═════ Exercise data ═════

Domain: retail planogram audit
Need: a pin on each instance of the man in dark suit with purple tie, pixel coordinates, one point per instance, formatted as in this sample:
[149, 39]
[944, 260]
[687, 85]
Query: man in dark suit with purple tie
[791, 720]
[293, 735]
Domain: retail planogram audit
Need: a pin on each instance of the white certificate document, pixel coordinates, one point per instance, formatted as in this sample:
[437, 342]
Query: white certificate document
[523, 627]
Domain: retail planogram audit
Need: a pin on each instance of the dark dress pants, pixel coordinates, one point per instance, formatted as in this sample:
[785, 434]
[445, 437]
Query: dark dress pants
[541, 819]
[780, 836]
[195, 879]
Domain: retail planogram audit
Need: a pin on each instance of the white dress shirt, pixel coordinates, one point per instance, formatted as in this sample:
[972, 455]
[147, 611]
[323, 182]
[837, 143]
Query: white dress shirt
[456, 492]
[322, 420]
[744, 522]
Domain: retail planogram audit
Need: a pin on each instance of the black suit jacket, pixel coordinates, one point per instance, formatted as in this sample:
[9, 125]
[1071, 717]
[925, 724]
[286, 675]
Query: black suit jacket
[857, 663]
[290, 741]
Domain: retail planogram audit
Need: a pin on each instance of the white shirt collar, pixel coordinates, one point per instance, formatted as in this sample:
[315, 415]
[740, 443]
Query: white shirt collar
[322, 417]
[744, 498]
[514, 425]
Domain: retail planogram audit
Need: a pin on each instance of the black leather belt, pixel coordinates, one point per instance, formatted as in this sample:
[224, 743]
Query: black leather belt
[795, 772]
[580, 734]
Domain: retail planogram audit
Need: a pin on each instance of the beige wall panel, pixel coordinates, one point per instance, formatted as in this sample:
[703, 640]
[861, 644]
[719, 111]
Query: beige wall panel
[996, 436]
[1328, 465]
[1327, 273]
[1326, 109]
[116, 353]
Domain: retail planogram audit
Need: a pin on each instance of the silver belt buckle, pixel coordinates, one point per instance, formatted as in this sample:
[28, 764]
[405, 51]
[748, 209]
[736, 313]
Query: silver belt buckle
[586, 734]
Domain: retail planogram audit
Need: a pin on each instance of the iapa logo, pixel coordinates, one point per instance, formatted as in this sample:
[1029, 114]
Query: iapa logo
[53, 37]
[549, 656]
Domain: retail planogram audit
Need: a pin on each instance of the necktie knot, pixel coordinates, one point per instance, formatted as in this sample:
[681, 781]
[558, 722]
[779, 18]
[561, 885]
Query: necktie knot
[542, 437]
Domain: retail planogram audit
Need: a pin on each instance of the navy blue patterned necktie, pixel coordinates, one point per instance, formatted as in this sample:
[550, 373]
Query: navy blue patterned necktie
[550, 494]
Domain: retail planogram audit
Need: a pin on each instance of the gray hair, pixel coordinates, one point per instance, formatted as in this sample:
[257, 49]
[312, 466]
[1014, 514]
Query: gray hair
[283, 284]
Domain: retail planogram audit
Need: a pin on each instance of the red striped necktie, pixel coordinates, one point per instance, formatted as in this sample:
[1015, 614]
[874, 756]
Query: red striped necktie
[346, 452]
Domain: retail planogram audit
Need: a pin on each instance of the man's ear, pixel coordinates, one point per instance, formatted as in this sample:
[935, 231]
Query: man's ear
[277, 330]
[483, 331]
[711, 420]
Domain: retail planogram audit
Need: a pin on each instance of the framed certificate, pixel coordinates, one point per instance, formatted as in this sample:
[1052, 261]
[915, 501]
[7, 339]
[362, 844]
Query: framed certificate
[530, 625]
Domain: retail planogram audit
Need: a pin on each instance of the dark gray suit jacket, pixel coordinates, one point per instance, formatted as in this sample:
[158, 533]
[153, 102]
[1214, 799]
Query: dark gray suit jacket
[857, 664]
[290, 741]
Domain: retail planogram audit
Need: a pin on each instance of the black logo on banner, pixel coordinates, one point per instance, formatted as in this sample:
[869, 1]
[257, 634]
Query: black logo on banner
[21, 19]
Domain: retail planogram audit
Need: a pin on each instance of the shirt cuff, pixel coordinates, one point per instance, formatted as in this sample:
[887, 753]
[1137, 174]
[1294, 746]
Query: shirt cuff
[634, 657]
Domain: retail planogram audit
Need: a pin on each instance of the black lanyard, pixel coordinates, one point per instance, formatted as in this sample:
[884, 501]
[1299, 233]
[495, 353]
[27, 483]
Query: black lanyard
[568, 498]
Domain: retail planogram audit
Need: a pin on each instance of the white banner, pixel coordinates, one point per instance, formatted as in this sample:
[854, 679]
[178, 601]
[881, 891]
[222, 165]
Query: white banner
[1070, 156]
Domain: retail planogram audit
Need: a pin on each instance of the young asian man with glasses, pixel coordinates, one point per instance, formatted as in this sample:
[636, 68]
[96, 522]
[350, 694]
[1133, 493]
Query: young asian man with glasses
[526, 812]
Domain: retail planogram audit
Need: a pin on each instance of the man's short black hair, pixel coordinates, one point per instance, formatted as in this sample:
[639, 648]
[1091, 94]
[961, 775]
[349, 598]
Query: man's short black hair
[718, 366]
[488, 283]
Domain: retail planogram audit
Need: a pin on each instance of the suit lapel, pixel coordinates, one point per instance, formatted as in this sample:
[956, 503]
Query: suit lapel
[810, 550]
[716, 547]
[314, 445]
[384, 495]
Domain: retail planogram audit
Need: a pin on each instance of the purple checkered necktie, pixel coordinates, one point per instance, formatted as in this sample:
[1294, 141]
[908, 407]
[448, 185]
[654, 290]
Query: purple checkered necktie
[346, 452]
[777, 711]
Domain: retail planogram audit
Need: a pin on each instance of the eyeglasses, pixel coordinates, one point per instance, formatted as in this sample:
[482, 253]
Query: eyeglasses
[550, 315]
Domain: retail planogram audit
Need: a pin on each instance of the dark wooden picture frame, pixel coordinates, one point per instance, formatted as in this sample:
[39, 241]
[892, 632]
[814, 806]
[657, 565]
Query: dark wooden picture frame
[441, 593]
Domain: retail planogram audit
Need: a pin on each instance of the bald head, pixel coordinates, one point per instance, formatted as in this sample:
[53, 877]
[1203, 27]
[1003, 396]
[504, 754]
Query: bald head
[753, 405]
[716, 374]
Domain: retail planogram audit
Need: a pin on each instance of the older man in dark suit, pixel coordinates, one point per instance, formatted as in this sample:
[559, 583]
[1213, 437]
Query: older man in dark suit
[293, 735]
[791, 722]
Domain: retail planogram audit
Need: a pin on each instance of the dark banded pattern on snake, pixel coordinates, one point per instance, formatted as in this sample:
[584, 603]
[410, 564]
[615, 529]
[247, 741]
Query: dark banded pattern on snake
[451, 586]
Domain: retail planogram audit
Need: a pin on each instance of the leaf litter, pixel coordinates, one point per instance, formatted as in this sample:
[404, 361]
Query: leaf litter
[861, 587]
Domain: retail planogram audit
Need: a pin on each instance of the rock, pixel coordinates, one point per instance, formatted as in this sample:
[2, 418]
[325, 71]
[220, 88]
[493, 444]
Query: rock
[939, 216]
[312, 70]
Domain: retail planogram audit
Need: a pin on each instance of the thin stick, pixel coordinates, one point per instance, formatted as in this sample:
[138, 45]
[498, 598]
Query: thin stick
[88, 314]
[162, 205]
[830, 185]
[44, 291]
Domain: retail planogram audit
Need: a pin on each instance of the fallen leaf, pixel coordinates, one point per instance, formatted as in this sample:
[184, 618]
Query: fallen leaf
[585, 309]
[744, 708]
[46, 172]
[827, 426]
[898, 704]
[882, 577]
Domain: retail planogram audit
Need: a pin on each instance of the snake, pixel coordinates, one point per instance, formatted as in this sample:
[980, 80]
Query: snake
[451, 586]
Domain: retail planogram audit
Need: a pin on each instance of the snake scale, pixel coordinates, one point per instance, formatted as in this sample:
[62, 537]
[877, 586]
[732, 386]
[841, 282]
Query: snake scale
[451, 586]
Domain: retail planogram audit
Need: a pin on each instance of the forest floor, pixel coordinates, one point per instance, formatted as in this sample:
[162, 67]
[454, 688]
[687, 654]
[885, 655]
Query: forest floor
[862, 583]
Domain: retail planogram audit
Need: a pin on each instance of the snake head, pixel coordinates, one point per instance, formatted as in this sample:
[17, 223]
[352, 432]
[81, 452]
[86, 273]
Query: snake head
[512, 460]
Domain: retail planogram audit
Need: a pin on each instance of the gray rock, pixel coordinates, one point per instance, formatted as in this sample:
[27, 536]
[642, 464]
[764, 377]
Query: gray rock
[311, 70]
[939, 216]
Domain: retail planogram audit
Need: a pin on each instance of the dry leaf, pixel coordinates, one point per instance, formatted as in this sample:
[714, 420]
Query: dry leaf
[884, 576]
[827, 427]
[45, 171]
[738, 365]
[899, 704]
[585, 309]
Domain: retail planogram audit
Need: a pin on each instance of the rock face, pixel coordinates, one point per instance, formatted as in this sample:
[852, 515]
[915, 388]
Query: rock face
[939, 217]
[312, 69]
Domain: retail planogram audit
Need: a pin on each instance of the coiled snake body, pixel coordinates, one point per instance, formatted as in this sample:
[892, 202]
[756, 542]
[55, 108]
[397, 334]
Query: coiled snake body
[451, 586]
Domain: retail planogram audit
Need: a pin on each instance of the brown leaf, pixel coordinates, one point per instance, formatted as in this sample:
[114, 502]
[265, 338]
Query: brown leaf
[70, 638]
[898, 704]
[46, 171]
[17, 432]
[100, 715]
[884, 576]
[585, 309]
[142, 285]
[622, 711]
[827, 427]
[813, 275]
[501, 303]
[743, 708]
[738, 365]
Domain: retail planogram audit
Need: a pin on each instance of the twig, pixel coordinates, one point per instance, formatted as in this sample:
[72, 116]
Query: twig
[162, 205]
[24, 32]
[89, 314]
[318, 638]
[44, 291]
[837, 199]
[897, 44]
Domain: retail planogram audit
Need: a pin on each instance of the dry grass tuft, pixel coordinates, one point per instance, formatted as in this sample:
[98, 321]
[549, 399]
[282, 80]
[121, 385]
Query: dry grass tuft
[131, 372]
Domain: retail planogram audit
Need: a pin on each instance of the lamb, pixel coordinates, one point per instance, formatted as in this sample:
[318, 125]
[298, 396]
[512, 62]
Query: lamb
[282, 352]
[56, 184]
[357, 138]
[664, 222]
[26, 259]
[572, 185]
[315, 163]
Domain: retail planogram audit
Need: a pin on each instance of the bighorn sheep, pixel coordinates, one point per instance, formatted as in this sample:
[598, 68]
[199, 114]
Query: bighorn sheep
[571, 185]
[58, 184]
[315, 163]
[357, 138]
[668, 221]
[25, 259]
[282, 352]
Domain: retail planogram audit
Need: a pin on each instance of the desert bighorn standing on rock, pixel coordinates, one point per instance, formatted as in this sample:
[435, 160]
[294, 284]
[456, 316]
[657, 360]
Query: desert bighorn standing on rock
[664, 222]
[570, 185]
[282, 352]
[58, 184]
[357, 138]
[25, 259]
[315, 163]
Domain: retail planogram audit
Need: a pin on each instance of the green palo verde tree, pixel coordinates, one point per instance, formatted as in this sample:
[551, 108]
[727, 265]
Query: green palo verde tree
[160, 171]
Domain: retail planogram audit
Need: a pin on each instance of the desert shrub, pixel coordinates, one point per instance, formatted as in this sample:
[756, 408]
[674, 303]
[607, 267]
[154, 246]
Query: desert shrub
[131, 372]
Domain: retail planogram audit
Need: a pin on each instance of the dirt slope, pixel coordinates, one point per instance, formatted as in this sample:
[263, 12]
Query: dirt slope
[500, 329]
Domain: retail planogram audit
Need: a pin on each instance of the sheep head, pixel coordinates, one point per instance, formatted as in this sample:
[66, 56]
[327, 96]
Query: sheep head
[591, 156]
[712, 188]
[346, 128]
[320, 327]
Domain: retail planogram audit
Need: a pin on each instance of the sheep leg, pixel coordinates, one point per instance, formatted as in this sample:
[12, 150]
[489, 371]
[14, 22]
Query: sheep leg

═════

Exercise prompt: Count the lines in the listing above that contain the string "panel", treating uppercase and lowercase as different. Reply with the number alone.

Full solution: 2